Quarterly report [Sections 13 or 15(d)]

NATURE OF BUSINESS

v3.26.1
NATURE OF BUSINESS
9 Months Ended
Mar. 31, 2026
Accounting Policies [Abstract]  
NATURE OF BUSINESS

NOTE 1 - NATURE OF BUSINESS

 

Basis of Presentation

 

The accompanying unaudited condensed consolidated financial statements of the Company have been prepared in accordance with accounting principles generally accepted in the United States of America (“GAAP”) and the rules of the Securities and Exchange Commission (“SEC”) applicable to interim reports of companies filing as a smaller reporting company, which require the Company to make estimates and assumptions that affect the reported amounts of assets and liabilities at the date of the unaudited financial statements and revenues and expenses during the periods reported. Management has considered the implications of ongoing global events and related economic impacts to the estimates and assumptions used in the preparation of the condensed consolidated financial statements. There is heightened volatility and uncertainty around tariff actions, supply chain performance and customer demand. However, the magnitude of such impact on the Company’s business and its duration is uncertain. The Company is not aware of any specific event or circumstance that would require an update to its estimates or adjustments to the carrying value of its assets and liabilities as of March 31, 2026 through the filing date of this quarterly report on Form 10-Q.

 

The accompanying unaudited condensed consolidated financial statements should be read in conjunction with the audited financial statements and notes thereto contained in the Company’s Annual Report on Form 10-K for the fiscal year ended June 30, 2025, filed with the SEC on September 17, 2025. In the opinion of management, the accompanying unaudited condensed consolidated interim financial statements include all adjustments necessary in order to make the financial statements not misleading. The results of operations for interim periods are not necessarily indicative of the results to be expected for the full year or any other future period. Certain notes to the financial statements that would substantially duplicate the disclosures contained in the audited consolidated financial statements for the most recent fiscal year as reported in the Company’s Annual Report on Form 10-K have been omitted. The accompanying unaudited condensed consolidated balance sheet at June 30, 2025 has been derived from the audited balance sheet at June 30, 2025 contained in such Form 10-K.

Written instruction 1:
Answer from the financial statement note:
(a) What is the end date of the fiscal year covered by the Form 10-K that the statements should be read with?
(b) On what date was that Form 10-K filed with the SEC?
(c) Which three areas does the note name as having heightened volatility and uncertainty?
Written instruction 2:
Write the next part of the financial statement note, starting after its final sentence.
The rows that follow are separate material and have nothing to do with the financial statement note.

Record excerpts:

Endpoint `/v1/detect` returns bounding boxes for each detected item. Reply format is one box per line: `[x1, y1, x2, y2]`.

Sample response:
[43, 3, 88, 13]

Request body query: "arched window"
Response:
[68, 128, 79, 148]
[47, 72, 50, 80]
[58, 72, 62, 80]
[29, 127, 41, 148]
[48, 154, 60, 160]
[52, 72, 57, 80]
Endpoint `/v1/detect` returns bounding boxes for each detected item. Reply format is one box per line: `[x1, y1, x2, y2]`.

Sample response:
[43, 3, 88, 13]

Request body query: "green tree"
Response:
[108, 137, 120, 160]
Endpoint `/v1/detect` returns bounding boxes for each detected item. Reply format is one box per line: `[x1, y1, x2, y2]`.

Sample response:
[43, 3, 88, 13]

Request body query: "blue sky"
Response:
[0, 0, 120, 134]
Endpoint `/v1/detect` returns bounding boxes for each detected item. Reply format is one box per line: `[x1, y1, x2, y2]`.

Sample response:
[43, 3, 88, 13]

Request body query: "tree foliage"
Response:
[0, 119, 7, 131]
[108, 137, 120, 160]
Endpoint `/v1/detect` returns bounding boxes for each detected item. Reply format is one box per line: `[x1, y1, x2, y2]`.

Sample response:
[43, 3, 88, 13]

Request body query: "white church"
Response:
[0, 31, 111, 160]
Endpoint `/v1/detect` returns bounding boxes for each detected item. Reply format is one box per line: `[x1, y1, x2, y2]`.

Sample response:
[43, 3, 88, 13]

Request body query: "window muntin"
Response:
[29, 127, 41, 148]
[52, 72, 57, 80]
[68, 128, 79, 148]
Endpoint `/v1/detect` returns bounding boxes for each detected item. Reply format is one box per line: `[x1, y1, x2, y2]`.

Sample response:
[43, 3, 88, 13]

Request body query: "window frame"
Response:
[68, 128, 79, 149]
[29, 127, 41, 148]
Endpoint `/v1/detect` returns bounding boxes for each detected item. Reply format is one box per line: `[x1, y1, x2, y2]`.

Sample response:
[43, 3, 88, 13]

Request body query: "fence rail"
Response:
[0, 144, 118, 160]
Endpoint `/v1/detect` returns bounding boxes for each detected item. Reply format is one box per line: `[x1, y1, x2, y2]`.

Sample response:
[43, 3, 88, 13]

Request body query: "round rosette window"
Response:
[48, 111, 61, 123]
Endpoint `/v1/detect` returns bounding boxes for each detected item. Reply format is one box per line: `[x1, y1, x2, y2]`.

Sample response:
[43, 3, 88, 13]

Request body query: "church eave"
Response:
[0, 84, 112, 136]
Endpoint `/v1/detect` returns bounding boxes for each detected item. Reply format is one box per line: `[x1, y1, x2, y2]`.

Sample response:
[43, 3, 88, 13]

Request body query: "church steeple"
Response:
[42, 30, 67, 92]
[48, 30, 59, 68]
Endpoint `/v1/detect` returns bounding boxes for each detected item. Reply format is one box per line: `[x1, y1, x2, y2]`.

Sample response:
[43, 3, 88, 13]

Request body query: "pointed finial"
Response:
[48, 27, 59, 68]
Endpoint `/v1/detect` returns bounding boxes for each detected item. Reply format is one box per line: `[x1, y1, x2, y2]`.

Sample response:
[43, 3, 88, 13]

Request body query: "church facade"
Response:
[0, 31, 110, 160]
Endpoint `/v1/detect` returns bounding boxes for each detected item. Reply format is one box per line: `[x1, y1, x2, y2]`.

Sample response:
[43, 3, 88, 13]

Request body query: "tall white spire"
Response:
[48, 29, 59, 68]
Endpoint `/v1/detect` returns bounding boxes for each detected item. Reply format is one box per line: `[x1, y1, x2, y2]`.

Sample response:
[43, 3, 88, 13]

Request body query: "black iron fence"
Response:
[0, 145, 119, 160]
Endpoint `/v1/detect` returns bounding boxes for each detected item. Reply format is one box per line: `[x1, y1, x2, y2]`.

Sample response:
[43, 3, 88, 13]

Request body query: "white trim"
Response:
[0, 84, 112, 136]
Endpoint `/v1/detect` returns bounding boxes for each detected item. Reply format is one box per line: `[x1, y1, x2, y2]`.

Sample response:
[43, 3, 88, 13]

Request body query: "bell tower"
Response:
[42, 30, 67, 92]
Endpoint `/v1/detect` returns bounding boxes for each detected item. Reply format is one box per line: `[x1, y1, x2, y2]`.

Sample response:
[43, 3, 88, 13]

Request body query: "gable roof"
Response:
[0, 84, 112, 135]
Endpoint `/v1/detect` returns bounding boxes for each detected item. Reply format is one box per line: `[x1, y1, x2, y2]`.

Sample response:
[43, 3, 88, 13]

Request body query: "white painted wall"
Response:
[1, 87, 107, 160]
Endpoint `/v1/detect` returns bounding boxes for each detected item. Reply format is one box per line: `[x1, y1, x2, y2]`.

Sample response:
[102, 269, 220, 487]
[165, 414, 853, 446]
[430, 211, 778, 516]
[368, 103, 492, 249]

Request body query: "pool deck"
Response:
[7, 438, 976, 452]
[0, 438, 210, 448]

Exercise output 1:
(a) June 30, 2025
(b) September 17, 2025
(c) Tariff actions, supply chain performance and customer demand

Exercise output 2:
 

Nature of Business

 

Flux Power Holdings, Inc. (“Flux”) was incorporated in 2009 in the State of Nevada, and Flux’s operations are conducted through its wholly owned subsidiary, Flux Power, Inc. (“Flux Power”), a California corporation (collectively, the “Company”).

 

We design, develop, manufacture and sell a portfolio of advanced lithium-ion energy storage solutions for electrification of a range of industrial and commercial sectors which include material handling and airport ground support equipment (“GSE”). We believe our mobile and stationary energy storage solutions provide our customers a reliable, high performing, cost effective, and more environmentally friendly alternative as compared to traditional lead acid and propane-based solutions. Our modular and scalable design allows different configurations of lithium-ion energy storage solutions to be paired with our proprietary wireless battery management system to provide the level of energy storage required and “state of the art” real time monitoring of pack performance. We believe that the increasing demand for lithium-ion energy storage solutions and more environmentally friendly energy storage solutions in the material handling sector should continue to drive our revenue growth.

 

 

Business Trends and Uncertainties

 

Since January 2025, the U.S. government has increased certain existing import tariffs and implemented new import tariffs across a wide range of countries at various rates, including on product imports from almost all countries, and individualized higher tariffs on certain countries, notably China. Some of these tariff announcements have since been followed by announcements of limited exemptions and temporary pauses and all have been affected by various circuit court decisions and a key decision by the U.S. Supreme Court, which invalidated certain tariffs. In response to the U.S. Supreme Court ruling, the Trump administration debuted a system for repaying importers for tariffs struck down by the U.S. Supreme Court while also announcing the implementation of new tariffs under an alternative statutory authority and indicating a desire to further increase such tariffs and to seek to extend such tariffs under other statutes. The full impact of the U.S. Supreme Court’s ruling and the administration’s response, including the timing and extent of any refunds and the impact of the new tariffs, remains uncertain.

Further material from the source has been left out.